◆ **Tarefa a realizar**:
Imprima, sem nenhuma alteração, o trecho do texto sobre a dor que começa nas palavras "Os filósofos não" e termina depois de "no nosso corpo.".

═════ Texto do exercício

Os filósofos não se ocuparam em grande parte da dor física "boa", aquela pela qual o corpo nos adverte que estamos correndo um perigo e também pela qual a criança, depois de experimentar a queimadura, aprende a não aproximar mais o dedo da chama da vela. Ou ainda a dorzinha súbita que nos aconselha a ir ao médico para verificar o que acontece de desagradável no nosso corpo.
Poderíamos chamar esse tipo de dor "boa" de densa, porque, apesar de intensa, é de breve duração e, na breve duração, cumpre a sua função de campainha de alarme. A dor se torna má quando, depois de ter nos advertido de que algo não vai bem, permanece e, ao contrário, se intensifica, embora tenhamos tomado o cuidado que deveria eliminar a sua causa. Insuportável é a dor má quando é física, e igualmente insuportável quando é moral.

Parece-me que é sobre a dor moral que se entretiveram os primeiros filósofos do Ocidente, como por exemplo Demócrito, que afirma que ela pode ser eliminada com a busca da euthymìa, ou seja, da tranquilidade, da serenidade de espírito. Verdadeiro sábio, portanto, é aquele que marca a sua vida com regras de moderação, de justa medida e de equilíbrio, evitando os bens inferiores.

══════════
═════ Conjunto de dados

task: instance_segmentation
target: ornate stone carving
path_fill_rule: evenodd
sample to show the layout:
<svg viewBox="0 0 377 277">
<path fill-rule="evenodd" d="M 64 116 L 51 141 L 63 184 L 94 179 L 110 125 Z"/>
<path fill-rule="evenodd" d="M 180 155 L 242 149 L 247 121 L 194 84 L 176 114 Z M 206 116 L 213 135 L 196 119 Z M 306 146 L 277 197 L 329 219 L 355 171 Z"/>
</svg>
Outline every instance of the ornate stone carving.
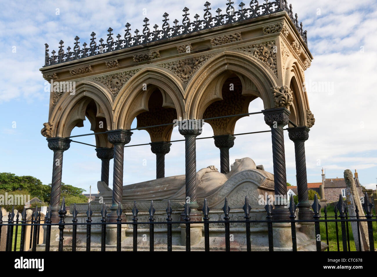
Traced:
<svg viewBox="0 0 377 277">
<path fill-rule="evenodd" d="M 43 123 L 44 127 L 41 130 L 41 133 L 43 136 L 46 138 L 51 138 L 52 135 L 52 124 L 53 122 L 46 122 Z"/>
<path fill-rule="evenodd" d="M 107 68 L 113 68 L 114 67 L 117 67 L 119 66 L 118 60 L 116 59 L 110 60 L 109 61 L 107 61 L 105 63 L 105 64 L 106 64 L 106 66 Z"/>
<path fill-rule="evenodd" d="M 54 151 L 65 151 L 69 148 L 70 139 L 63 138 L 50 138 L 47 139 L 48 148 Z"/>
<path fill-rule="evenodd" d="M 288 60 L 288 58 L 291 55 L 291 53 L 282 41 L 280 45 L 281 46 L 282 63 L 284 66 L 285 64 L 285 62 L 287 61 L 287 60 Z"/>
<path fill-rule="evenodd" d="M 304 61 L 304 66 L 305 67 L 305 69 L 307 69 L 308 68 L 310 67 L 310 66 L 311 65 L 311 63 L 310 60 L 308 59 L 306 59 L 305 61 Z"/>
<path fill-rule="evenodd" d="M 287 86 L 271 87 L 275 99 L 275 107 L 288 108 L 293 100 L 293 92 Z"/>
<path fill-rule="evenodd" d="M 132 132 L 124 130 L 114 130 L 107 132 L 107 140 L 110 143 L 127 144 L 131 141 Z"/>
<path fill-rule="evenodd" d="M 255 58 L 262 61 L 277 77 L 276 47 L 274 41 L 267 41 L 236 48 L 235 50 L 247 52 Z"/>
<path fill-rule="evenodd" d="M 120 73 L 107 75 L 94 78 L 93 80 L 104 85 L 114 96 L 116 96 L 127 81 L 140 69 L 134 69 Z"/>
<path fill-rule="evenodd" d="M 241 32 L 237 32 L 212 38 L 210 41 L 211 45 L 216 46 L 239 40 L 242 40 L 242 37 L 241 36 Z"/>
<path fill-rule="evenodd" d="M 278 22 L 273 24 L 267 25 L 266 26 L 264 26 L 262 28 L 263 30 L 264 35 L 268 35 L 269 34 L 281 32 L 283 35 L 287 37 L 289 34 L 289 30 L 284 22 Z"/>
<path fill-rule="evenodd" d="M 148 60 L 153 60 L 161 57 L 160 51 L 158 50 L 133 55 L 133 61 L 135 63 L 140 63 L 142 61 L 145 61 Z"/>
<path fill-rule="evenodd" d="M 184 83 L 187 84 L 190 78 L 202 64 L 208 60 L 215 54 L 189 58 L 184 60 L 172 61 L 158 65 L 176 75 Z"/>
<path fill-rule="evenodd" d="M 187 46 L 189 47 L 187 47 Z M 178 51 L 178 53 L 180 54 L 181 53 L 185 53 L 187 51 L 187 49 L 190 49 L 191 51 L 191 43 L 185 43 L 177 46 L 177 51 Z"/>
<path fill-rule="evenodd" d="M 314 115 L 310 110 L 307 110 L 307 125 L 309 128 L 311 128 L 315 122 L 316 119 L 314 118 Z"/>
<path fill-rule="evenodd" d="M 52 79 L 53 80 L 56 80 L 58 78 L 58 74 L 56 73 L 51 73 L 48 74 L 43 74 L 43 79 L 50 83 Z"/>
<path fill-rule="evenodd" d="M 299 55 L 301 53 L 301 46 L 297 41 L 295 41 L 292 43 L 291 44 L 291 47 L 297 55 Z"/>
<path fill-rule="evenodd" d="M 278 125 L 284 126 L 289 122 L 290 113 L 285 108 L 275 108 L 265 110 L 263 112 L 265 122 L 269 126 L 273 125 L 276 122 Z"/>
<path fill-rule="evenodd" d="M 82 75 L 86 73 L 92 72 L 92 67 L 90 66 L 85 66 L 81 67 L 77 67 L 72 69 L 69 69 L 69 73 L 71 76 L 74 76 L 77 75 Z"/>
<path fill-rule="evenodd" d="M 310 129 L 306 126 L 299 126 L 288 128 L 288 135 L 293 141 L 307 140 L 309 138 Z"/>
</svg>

══════════
═════ Conjunto de dados

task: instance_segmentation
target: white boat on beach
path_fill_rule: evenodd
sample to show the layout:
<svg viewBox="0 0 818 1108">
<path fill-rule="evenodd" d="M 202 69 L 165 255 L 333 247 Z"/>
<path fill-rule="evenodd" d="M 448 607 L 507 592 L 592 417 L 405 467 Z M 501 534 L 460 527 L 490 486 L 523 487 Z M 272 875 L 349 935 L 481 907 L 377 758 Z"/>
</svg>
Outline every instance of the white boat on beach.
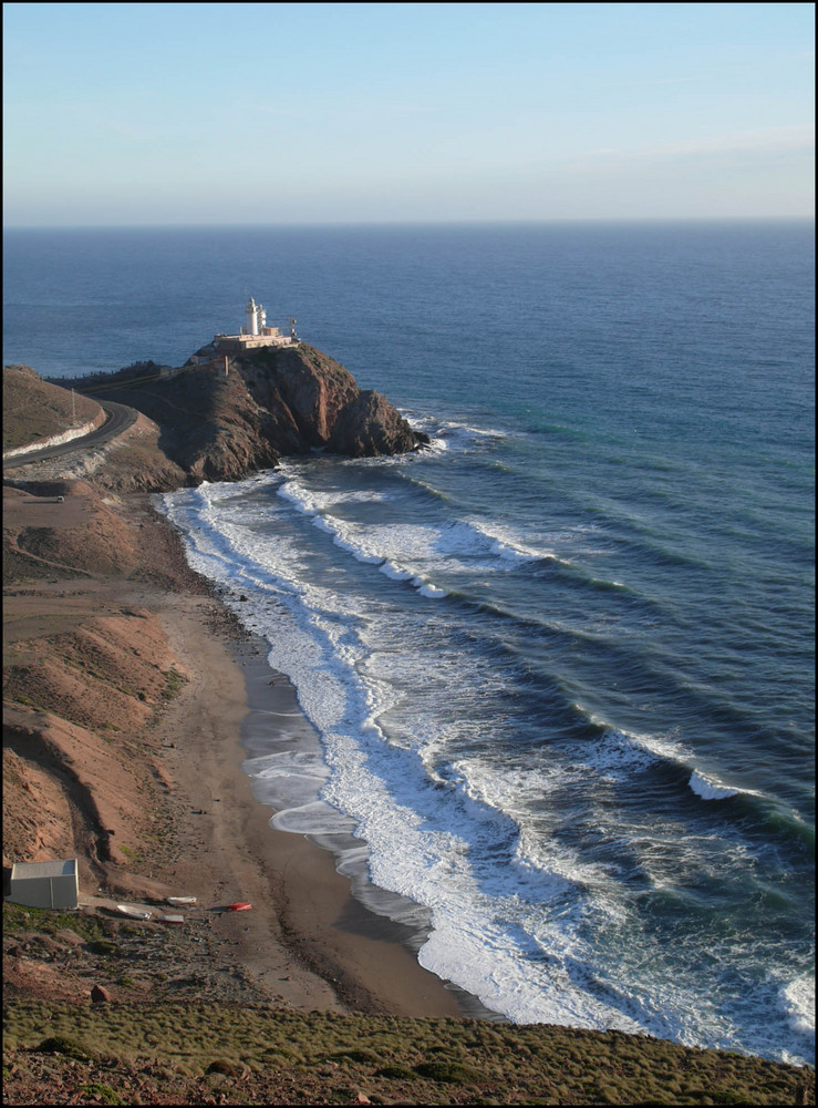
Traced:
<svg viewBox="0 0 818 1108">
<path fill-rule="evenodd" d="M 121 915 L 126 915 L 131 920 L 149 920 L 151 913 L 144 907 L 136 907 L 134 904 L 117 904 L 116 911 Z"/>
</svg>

══════════

◆ **Exercício resolvido**:
Os filósofos não se ocuparam em grande parte da dor física "boa", aquela pela qual o corpo nos adverte que estamos correndo um perigo e também pela qual a criança, depois de experimentar a queimadura, aprende a não aproximar mais o dedo da chama da vela. Ou ainda a dorzinha súbita que nos aconselha a ir ao médico para verificar o que acontece de desagradável no nosso corpo.